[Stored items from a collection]
- - -

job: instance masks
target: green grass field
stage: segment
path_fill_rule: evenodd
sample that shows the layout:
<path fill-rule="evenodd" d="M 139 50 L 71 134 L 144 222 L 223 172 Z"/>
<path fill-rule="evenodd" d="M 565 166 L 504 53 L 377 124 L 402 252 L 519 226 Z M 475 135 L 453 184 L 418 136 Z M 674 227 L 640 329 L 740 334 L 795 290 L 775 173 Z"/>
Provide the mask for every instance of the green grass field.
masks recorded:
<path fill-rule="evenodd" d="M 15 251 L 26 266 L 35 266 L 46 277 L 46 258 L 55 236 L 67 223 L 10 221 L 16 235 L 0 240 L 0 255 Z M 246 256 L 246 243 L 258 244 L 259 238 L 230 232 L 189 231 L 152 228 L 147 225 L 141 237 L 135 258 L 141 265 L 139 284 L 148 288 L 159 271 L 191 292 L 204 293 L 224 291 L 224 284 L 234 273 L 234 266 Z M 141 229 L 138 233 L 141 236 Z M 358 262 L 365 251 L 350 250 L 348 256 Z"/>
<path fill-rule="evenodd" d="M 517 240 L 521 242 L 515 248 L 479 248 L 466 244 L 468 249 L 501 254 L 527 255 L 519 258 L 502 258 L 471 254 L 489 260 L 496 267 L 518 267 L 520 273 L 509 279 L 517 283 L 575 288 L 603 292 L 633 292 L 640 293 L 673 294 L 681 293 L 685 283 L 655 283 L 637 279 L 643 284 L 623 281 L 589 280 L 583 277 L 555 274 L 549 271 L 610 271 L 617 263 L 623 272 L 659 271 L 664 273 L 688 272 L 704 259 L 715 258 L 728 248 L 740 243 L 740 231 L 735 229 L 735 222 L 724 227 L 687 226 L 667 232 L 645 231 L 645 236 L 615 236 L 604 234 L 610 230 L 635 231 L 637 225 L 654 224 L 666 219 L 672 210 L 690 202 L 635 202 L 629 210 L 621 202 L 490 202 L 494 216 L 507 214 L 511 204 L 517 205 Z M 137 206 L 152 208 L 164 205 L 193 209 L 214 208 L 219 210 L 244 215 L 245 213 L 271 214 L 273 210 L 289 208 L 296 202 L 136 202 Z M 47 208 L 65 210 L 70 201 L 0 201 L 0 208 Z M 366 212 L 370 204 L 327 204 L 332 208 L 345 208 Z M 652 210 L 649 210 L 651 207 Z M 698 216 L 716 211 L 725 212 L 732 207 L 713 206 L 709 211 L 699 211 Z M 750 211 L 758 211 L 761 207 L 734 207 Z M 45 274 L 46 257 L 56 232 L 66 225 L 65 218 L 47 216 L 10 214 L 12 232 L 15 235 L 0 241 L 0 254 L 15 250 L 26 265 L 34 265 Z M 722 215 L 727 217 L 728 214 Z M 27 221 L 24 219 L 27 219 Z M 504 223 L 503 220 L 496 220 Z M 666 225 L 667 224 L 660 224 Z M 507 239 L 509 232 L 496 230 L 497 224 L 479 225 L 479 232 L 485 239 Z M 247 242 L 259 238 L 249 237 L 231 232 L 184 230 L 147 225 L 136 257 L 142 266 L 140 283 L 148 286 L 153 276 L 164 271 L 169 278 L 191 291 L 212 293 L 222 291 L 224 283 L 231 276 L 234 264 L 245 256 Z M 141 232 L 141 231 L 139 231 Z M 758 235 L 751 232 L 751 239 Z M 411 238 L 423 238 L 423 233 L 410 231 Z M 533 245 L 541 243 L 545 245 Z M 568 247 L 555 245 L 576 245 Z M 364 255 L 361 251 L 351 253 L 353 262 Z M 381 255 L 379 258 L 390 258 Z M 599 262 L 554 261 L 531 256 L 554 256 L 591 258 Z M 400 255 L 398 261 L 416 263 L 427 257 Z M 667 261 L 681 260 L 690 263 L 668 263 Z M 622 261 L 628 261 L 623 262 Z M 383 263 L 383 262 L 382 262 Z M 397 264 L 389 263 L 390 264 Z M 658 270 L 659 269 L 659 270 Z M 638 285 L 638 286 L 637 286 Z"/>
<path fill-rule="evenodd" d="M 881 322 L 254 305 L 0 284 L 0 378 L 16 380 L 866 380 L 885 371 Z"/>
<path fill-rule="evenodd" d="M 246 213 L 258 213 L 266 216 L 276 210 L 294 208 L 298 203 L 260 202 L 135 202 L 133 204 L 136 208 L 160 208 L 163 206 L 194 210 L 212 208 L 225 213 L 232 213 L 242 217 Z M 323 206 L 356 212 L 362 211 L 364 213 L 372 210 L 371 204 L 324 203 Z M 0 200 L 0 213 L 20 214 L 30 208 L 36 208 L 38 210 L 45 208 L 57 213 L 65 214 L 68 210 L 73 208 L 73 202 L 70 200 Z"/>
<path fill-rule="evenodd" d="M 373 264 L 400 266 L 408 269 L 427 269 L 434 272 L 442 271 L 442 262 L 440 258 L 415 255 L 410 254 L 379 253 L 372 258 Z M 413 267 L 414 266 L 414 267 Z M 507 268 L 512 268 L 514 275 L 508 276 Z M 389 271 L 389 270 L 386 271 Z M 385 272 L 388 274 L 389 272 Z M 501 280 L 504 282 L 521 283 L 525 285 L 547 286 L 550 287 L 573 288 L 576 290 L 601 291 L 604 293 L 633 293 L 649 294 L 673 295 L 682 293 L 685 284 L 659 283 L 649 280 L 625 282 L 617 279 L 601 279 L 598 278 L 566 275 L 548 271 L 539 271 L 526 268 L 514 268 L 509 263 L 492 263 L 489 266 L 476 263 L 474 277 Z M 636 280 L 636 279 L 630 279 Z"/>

- - -

#### Exercise requirements:
Update the entries by replacing "green grass field" with "lawn" everywhere it appears, leaving everything else unchanged.

#### Exercise answer:
job: instance masks
target: lawn
stage: segment
path_fill_rule: evenodd
sample that shows the layout:
<path fill-rule="evenodd" d="M 139 50 L 71 134 L 144 222 L 223 172 Z"/>
<path fill-rule="evenodd" d="M 565 166 L 504 53 L 377 124 L 402 252 L 519 226 Z M 475 135 L 453 184 L 418 136 Z M 674 227 L 640 329 L 740 334 L 795 290 L 775 173 Z"/>
Provide the mask for every instance of the lawn.
masks recorded:
<path fill-rule="evenodd" d="M 15 251 L 26 266 L 35 266 L 46 277 L 46 258 L 55 236 L 67 223 L 10 221 L 16 235 L 0 240 L 0 255 Z M 246 256 L 246 243 L 258 244 L 259 238 L 230 232 L 189 231 L 152 228 L 147 225 L 141 237 L 135 258 L 141 265 L 139 284 L 148 288 L 159 271 L 191 292 L 204 293 L 224 291 L 224 284 L 234 273 L 234 266 Z M 141 229 L 138 233 L 141 236 Z M 358 262 L 365 251 L 350 250 L 348 256 Z"/>
<path fill-rule="evenodd" d="M 517 240 L 521 242 L 515 248 L 479 248 L 466 244 L 468 249 L 501 254 L 527 255 L 519 258 L 502 258 L 471 254 L 489 260 L 496 267 L 518 267 L 520 273 L 509 279 L 517 283 L 575 288 L 603 292 L 633 292 L 640 293 L 673 294 L 681 293 L 685 283 L 655 283 L 637 279 L 643 284 L 623 281 L 589 280 L 583 277 L 555 274 L 549 271 L 610 271 L 617 263 L 623 272 L 659 271 L 664 273 L 688 272 L 704 259 L 715 258 L 728 248 L 740 243 L 740 231 L 735 229 L 735 222 L 724 227 L 687 226 L 667 232 L 645 231 L 645 236 L 615 236 L 604 234 L 610 230 L 635 231 L 637 225 L 654 224 L 666 219 L 672 210 L 690 202 L 635 202 L 629 210 L 621 202 L 490 202 L 494 216 L 507 214 L 511 204 L 517 205 Z M 137 206 L 152 208 L 164 205 L 193 209 L 214 208 L 219 210 L 244 215 L 245 213 L 271 214 L 273 210 L 289 208 L 296 202 L 136 202 Z M 47 208 L 65 210 L 70 201 L 0 201 L 0 208 Z M 366 212 L 370 204 L 327 204 L 332 208 L 345 208 Z M 652 210 L 649 210 L 651 207 Z M 698 216 L 716 211 L 725 212 L 732 207 L 713 206 L 709 211 L 699 211 Z M 750 211 L 758 211 L 761 207 L 734 207 Z M 45 274 L 46 257 L 56 232 L 66 225 L 65 218 L 47 216 L 10 214 L 12 232 L 15 235 L 0 241 L 0 254 L 15 250 L 26 265 L 34 265 Z M 722 215 L 727 217 L 728 214 Z M 27 221 L 24 219 L 27 219 Z M 504 223 L 503 220 L 496 220 Z M 666 225 L 667 224 L 660 224 Z M 507 239 L 509 232 L 496 230 L 497 224 L 479 225 L 479 232 L 485 239 Z M 247 242 L 259 238 L 249 237 L 231 232 L 184 230 L 147 225 L 136 257 L 142 266 L 140 283 L 148 286 L 153 276 L 164 271 L 169 278 L 191 291 L 212 293 L 222 291 L 224 283 L 231 276 L 234 264 L 245 256 Z M 141 232 L 141 231 L 139 231 Z M 758 235 L 751 232 L 751 239 Z M 411 238 L 423 238 L 423 233 L 410 231 Z M 533 245 L 541 243 L 545 245 Z M 568 247 L 555 245 L 576 245 Z M 364 255 L 361 251 L 351 253 L 353 262 Z M 381 255 L 379 258 L 390 258 Z M 599 262 L 554 261 L 531 256 L 554 256 L 591 258 Z M 400 255 L 398 261 L 416 263 L 427 257 Z M 667 261 L 681 260 L 690 263 L 668 263 Z M 622 261 L 628 261 L 623 262 Z M 383 263 L 383 262 L 382 262 Z M 397 264 L 389 263 L 390 264 Z M 658 270 L 659 269 L 659 270 Z M 638 285 L 638 286 L 637 286 Z"/>
<path fill-rule="evenodd" d="M 881 322 L 254 305 L 0 284 L 0 378 L 16 380 L 866 380 L 885 371 Z"/>
<path fill-rule="evenodd" d="M 246 213 L 258 213 L 266 216 L 276 210 L 294 208 L 298 203 L 260 202 L 135 202 L 133 204 L 136 208 L 160 208 L 163 206 L 194 210 L 212 208 L 225 213 L 232 213 L 242 217 Z M 323 206 L 356 212 L 362 211 L 364 213 L 372 210 L 371 204 L 324 203 Z M 0 200 L 0 213 L 20 214 L 30 208 L 36 208 L 38 210 L 45 208 L 57 213 L 65 214 L 68 210 L 73 208 L 73 202 L 70 200 Z"/>
<path fill-rule="evenodd" d="M 373 264 L 400 266 L 408 269 L 427 269 L 434 272 L 442 271 L 442 262 L 440 258 L 415 255 L 410 254 L 379 253 L 372 258 Z M 413 267 L 414 266 L 414 267 Z M 507 268 L 512 268 L 514 275 L 508 276 Z M 389 271 L 389 270 L 386 271 Z M 385 272 L 388 274 L 389 272 Z M 501 280 L 504 282 L 521 283 L 525 285 L 547 286 L 550 287 L 573 288 L 576 290 L 601 291 L 604 293 L 633 293 L 649 294 L 673 295 L 682 293 L 685 284 L 659 283 L 649 280 L 625 282 L 617 279 L 601 279 L 598 278 L 566 275 L 548 271 L 539 271 L 526 268 L 514 268 L 509 263 L 492 263 L 489 266 L 476 263 L 474 277 Z M 636 280 L 636 279 L 630 279 Z"/>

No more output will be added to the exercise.